-- start of Data rows --
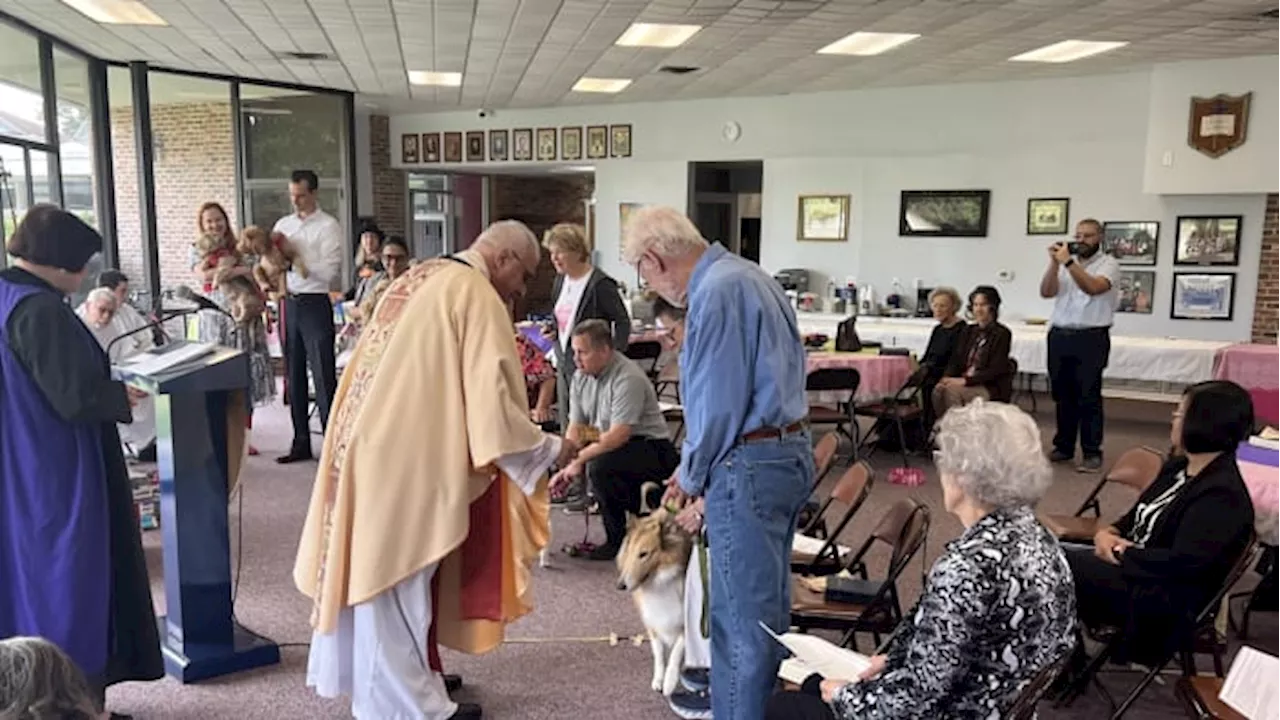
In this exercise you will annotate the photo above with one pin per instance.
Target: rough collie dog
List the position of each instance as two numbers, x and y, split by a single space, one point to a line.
652 565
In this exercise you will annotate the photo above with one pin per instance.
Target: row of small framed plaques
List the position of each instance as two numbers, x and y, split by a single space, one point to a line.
1197 296
545 145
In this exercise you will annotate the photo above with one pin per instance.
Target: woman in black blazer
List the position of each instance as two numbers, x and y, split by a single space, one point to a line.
581 292
1153 570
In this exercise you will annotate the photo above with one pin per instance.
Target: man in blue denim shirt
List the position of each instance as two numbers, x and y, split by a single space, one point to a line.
746 446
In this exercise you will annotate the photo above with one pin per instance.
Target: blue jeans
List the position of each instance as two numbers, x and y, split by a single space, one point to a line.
753 499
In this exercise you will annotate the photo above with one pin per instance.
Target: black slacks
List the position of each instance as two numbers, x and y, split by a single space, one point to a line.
1077 358
309 338
617 477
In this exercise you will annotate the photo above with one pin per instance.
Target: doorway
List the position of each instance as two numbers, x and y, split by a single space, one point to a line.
725 203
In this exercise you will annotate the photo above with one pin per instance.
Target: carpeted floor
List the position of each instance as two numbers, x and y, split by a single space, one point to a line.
543 673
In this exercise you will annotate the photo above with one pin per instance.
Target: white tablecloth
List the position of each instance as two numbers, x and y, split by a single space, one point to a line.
1148 359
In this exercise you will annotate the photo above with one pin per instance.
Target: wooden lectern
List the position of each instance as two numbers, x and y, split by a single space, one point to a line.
200 410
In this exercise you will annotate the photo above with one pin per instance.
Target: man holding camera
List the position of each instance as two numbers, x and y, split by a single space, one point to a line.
1082 281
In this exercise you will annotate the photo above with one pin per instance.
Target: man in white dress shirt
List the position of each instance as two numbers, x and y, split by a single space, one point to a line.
1082 281
309 333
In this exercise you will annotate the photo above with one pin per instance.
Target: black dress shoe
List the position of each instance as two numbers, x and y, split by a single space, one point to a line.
467 711
293 458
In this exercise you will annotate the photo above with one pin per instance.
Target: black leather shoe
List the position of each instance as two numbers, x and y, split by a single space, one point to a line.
467 711
293 458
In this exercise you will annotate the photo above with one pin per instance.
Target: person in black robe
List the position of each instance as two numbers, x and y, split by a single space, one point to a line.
44 335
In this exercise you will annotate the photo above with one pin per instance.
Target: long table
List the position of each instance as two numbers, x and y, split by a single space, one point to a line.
1146 359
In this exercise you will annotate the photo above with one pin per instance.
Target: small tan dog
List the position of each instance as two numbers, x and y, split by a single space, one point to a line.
275 258
652 565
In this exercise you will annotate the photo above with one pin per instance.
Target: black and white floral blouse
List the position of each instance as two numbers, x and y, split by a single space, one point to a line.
997 607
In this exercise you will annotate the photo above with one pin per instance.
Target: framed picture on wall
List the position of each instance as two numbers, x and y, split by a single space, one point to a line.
1048 215
522 144
823 218
620 141
547 145
1208 240
430 147
475 146
1132 242
408 147
498 145
1137 290
453 147
944 213
597 142
571 144
1203 296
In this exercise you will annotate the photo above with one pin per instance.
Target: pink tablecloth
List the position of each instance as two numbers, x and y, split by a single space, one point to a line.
1257 369
881 374
1261 472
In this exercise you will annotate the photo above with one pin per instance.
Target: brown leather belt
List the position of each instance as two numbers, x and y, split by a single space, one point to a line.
775 433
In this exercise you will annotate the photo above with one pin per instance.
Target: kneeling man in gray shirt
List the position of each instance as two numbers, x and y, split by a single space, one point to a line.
611 395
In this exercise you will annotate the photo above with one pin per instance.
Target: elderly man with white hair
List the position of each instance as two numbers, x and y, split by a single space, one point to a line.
430 501
746 445
999 605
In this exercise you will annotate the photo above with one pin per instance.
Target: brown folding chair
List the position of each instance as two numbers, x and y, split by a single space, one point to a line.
904 528
836 379
1137 469
850 491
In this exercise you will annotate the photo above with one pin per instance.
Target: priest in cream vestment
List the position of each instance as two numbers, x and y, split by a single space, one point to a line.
430 501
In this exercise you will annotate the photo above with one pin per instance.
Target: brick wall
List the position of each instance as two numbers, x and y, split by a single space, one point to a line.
1266 310
195 163
391 186
539 203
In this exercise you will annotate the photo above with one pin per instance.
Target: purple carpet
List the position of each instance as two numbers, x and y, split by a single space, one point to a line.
549 675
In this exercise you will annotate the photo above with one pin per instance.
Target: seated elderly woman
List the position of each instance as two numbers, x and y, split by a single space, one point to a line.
979 365
999 605
1155 568
40 682
99 314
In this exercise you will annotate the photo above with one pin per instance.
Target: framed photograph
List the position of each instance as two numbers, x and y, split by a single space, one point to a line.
475 146
453 147
1048 215
571 144
1203 296
823 218
620 141
1132 242
430 147
1137 288
597 142
547 145
498 145
408 147
522 144
1210 240
944 213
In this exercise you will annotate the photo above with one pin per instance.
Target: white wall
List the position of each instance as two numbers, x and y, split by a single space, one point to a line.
1084 139
1255 167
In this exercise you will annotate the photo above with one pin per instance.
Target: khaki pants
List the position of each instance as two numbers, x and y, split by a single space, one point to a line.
946 397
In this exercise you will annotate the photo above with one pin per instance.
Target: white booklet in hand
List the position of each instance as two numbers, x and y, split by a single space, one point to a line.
1252 687
816 655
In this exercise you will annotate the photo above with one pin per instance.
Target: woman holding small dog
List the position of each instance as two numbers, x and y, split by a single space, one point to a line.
219 328
999 605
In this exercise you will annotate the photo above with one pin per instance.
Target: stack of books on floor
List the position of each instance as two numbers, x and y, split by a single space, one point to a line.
146 496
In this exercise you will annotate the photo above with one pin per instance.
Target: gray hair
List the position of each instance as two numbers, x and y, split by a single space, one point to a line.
663 231
950 294
992 450
595 331
40 682
510 235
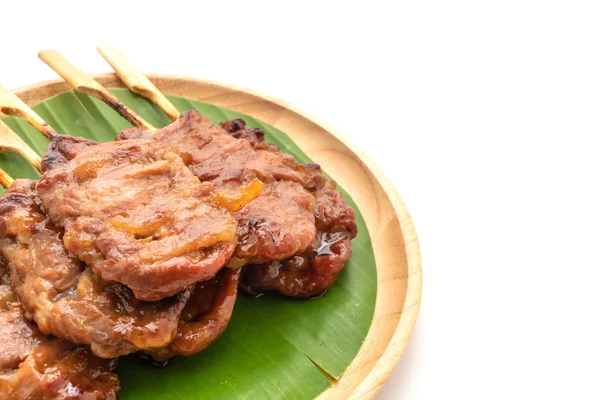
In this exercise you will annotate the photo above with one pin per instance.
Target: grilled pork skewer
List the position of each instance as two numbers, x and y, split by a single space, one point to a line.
68 300
301 275
279 223
139 190
33 365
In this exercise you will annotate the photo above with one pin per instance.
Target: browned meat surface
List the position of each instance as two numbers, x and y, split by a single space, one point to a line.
267 232
34 366
316 270
133 212
256 137
206 315
65 297
287 226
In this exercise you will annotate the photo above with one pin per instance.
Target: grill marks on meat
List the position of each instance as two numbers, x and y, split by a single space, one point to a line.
65 297
133 212
264 230
206 315
280 221
314 271
33 366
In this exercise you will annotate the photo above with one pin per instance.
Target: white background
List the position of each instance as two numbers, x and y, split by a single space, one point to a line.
485 114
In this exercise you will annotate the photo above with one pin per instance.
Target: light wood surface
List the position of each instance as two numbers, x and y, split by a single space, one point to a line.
395 243
88 85
10 142
137 81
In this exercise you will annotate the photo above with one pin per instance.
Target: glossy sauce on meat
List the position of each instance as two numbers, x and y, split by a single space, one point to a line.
135 214
65 297
34 366
314 271
206 315
280 221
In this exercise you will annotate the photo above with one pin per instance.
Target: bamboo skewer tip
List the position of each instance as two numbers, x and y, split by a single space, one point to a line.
136 80
89 86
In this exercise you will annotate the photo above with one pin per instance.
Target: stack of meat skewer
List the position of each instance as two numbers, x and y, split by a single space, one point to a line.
141 244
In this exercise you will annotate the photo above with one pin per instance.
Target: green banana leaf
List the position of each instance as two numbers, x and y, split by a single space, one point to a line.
274 347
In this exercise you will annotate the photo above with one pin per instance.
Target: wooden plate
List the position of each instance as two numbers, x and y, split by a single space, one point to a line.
393 235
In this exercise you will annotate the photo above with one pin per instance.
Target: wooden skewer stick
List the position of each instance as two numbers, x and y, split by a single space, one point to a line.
10 104
88 85
136 80
5 179
12 143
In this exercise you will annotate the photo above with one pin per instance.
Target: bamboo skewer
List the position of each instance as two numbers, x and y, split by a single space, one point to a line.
10 104
10 142
89 86
136 80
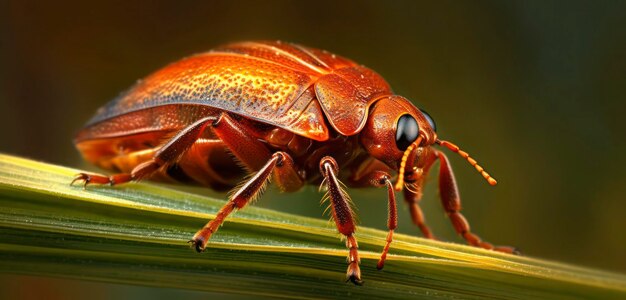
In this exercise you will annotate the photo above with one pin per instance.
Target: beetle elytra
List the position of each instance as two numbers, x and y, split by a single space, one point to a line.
272 109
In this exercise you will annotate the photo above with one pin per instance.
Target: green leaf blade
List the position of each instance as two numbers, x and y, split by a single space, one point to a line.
137 234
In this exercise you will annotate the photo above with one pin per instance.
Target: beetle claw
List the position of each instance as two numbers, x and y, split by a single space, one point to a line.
354 279
196 244
81 176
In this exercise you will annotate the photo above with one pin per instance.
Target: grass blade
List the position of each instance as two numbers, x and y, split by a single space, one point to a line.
137 234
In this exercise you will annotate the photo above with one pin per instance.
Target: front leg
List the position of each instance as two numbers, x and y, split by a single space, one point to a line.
343 215
452 204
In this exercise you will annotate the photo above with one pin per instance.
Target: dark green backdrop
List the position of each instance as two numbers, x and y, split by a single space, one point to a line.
535 90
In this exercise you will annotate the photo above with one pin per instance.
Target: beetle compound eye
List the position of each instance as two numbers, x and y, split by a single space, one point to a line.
406 131
430 120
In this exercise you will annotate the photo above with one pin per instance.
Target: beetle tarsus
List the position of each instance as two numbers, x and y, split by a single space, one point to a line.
355 279
197 244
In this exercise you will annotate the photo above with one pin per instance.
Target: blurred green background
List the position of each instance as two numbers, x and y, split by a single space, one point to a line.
535 90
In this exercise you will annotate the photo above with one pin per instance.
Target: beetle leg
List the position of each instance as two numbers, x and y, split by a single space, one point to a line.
168 153
343 215
250 190
452 204
413 193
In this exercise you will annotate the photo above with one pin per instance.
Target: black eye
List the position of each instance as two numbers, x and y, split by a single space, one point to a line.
430 120
406 131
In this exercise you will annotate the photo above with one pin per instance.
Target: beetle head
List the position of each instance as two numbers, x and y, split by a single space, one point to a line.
394 131
394 126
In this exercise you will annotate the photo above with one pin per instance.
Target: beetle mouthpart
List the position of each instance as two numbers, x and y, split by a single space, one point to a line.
472 161
405 157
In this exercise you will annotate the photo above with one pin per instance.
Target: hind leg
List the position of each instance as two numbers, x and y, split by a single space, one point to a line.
167 154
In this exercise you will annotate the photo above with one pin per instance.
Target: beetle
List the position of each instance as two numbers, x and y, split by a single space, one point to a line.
282 110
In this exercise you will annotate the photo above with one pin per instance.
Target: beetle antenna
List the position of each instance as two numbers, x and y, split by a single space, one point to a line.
405 157
472 161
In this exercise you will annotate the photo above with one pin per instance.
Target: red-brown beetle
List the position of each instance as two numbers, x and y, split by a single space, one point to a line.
300 114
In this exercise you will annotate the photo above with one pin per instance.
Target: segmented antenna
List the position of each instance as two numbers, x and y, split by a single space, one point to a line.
472 161
405 157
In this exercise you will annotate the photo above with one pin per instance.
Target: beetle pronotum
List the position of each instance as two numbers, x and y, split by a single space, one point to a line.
301 115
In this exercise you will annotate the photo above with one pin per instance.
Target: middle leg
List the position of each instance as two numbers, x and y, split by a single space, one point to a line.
342 215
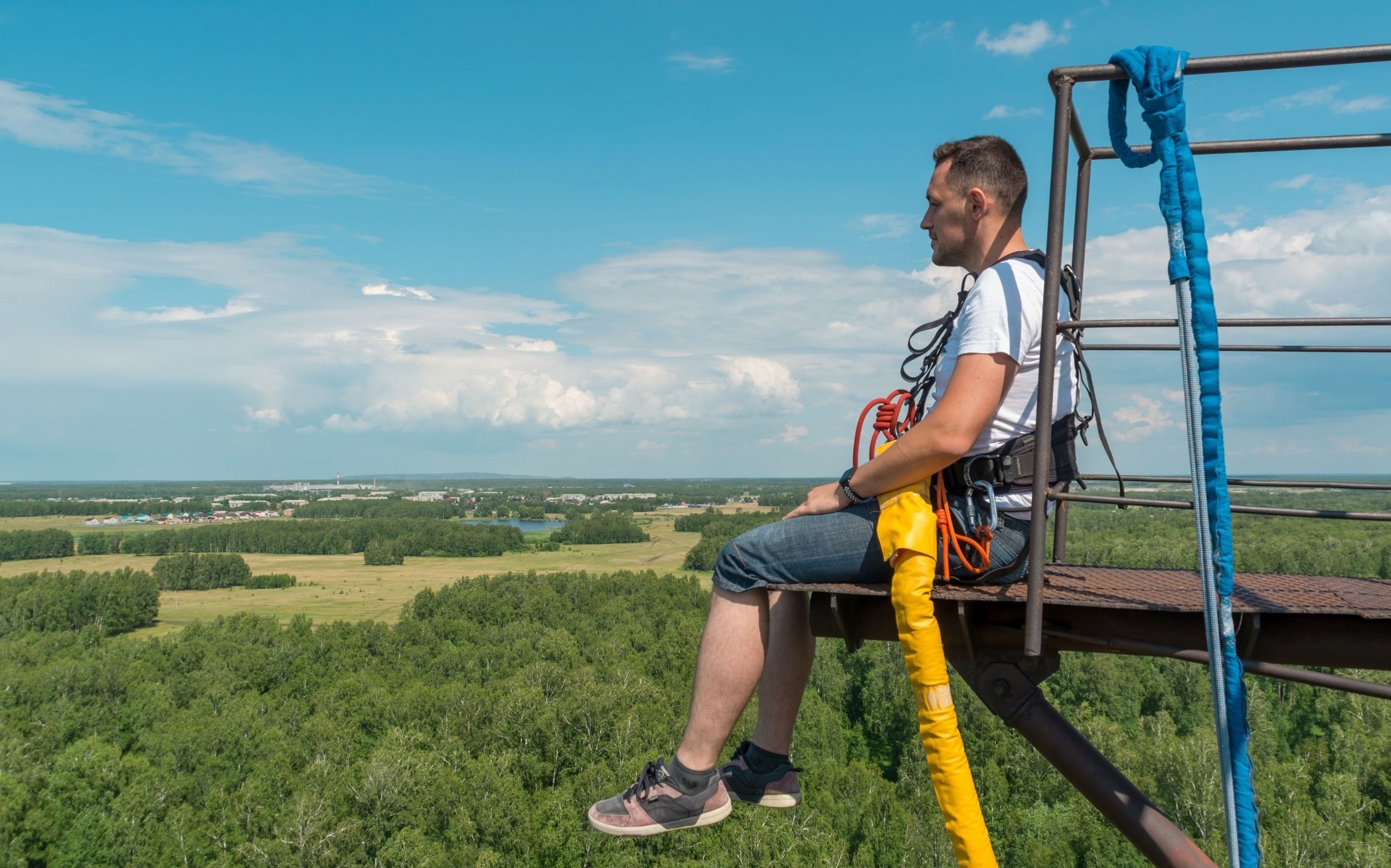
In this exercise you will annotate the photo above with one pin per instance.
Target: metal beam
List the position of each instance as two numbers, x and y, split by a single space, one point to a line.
-- end of Data rows --
Extract each line of the material above that contains the word "wooden".

**Solved exercise:**
Target: wooden lectern
Target: wooden plate
Target: wooden skewer stick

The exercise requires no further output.